● INSTRUCTIONS
a – According to the Yukon dive account below, how long is the Yukon?
b – Write a continuation of the Yukon dive account that picks up right after its last sentence.

Steve wasn’t able to make the dives today, but he hired a guide who took us to dive two cool sites in “Wreck Alley” of the San Diego coast. We went out on the panga captained by Doug, Julie’s mate, to the first site the wreck of the Yukon. The Yukon is a 366 foot destroyer that was sunk four years ago to create an artificial reef for the wildlife, and to create a safe, penetrable wreck for divers. The water was pretty choppy and sitting on the bouncing raft with the tight neck seal around my neck didn’t make me feel to great, but I felt a lot better when I actually got into the water.

We descended down the line to the wreck, and once it came into sight (the visibility was about 20 feet), the looming shadow was enormous. The sunken vessel lists to the starboard side on the bottom, and is covered with many large white metridium (anemones). I saw a few fish on the tour that the guide led, but not too many. The Yukon is a fully intact wreck, which makes it a popular site to dive. We didn’t go inside, but explored the many surfaces onboard. It was amazing. We logged a bottom time of 36 minutes and had a maximum depth of 91 feet.

● DATA SECTION
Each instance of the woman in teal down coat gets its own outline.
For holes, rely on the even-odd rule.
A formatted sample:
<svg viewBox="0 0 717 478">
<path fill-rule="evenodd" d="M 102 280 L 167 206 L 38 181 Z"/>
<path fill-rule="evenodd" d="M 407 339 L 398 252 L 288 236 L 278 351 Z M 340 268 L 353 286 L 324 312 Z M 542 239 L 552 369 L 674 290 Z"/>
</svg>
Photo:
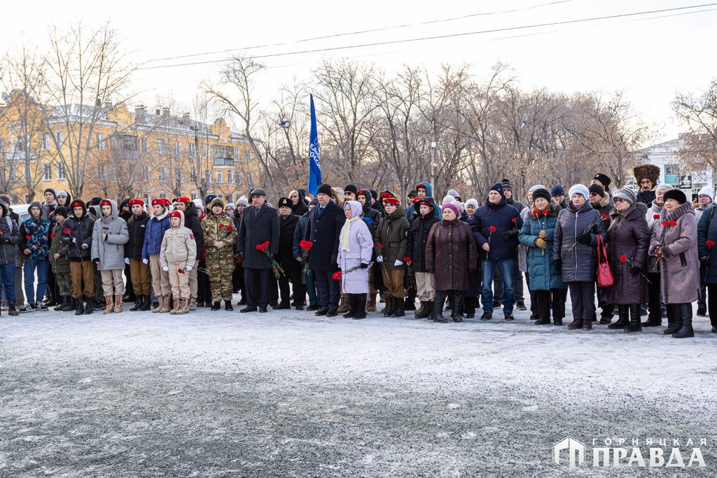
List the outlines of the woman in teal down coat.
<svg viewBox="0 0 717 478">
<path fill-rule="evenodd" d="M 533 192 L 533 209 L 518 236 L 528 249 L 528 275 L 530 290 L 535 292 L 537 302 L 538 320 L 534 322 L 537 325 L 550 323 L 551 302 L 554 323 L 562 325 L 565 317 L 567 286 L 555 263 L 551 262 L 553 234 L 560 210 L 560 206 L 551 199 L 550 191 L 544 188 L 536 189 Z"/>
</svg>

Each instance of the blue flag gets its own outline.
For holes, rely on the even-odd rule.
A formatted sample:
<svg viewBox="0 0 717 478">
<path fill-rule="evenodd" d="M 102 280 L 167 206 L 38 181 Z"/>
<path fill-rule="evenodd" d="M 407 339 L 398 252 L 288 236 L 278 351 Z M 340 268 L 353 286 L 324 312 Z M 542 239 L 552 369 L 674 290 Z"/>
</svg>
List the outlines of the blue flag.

● TASK-BY-TASK OUTPUTS
a – 366 feet

b –
After the Yukon, we ate a little lunch and then rolled into the water around 2:30 to start our dive on the Ruby E., a coast guard boat that sank 12 years ago. The dive was BEAUTIFUL!!! The visibility was a little better on this one (around 25 feet) so we saw a ton of life-it was so cool. The wreck is covered with all sorts of anemones, including the little strawberry anemones we saw on the kelp bed dives. There were fish everywhere, which made it a very lively scene! We explored all around the wreck and dove down to about 77 feet. By far the best part of the dive was finding bunches of teeny little nudibranchs on the decks and other horizontal surfaces.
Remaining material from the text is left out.